DATA FOR THIS EXERCISE:
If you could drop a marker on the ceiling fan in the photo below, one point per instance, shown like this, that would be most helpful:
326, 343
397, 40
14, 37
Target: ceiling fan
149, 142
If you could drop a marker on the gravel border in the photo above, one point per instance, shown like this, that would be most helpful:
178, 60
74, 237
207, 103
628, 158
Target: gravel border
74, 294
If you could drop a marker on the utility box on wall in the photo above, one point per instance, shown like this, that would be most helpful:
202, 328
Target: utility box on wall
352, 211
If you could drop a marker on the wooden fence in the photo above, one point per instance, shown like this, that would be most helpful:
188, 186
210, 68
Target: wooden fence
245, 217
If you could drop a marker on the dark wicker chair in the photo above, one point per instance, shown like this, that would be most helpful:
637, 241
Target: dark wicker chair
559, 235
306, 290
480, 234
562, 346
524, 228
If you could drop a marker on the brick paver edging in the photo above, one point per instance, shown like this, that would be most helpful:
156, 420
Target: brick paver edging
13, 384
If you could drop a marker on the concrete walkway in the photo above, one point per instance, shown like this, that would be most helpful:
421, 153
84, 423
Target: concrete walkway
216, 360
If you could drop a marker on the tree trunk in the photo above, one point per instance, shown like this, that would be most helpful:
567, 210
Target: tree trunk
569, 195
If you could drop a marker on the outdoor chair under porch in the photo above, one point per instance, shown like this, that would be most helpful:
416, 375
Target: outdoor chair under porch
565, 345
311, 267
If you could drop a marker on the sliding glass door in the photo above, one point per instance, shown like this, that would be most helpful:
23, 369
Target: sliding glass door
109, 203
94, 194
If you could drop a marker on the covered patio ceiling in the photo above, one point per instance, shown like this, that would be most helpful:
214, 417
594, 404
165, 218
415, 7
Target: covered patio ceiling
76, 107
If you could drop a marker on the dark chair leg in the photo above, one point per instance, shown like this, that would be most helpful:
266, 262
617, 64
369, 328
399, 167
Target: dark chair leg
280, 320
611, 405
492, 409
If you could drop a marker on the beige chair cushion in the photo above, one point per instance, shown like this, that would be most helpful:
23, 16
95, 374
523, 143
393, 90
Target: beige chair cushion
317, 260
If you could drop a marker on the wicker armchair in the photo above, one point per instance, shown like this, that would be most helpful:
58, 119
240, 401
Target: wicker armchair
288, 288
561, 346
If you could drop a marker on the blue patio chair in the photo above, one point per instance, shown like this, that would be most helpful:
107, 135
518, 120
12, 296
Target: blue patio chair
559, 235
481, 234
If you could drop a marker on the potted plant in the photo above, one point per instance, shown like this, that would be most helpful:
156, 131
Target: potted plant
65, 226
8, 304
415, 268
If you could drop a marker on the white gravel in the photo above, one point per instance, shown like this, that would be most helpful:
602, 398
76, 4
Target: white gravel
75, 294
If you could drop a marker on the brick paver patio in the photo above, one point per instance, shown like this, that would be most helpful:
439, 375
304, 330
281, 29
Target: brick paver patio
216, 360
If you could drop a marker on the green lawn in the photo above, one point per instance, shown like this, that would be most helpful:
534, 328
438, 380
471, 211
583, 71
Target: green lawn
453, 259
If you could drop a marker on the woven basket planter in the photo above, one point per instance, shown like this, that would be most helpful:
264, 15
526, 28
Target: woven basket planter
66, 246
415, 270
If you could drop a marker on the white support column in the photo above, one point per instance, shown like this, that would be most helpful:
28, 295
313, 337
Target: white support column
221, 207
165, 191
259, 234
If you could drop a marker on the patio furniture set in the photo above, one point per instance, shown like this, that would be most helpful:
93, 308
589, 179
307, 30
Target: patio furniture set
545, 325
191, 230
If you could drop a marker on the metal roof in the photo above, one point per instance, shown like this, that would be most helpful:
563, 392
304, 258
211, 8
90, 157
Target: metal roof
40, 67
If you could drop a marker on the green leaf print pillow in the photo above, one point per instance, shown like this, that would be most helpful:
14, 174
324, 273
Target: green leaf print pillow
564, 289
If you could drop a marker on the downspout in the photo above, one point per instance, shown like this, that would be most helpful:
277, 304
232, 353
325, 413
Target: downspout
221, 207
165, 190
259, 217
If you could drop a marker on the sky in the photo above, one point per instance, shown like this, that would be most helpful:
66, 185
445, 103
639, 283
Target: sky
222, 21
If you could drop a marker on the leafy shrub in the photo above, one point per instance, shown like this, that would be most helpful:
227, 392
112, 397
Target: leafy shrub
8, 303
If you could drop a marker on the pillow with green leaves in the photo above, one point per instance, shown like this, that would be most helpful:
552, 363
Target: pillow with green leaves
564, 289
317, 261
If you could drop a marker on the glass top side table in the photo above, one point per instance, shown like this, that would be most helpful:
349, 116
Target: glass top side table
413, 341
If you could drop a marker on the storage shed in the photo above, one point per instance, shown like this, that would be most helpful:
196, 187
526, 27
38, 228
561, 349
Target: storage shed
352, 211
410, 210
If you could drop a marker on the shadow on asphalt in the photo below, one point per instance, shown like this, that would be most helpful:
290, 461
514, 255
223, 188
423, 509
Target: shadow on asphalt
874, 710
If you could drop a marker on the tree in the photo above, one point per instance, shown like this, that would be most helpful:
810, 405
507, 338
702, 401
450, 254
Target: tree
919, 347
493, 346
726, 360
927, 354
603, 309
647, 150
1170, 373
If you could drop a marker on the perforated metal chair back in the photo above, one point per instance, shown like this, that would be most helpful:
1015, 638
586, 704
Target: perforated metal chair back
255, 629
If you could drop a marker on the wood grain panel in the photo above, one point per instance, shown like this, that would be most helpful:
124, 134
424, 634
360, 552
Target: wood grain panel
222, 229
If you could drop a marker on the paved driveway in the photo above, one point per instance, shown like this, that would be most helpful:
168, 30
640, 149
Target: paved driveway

EXERCISE DIRECTIONS: Those lines of the records that contain the string "paved" should be identified and copied.

RESULT OF THE TASK:
If you could drop a marker on the paved driveway in the photo above, one point per instance, shown like this, that would be most helpful:
Target: paved driveway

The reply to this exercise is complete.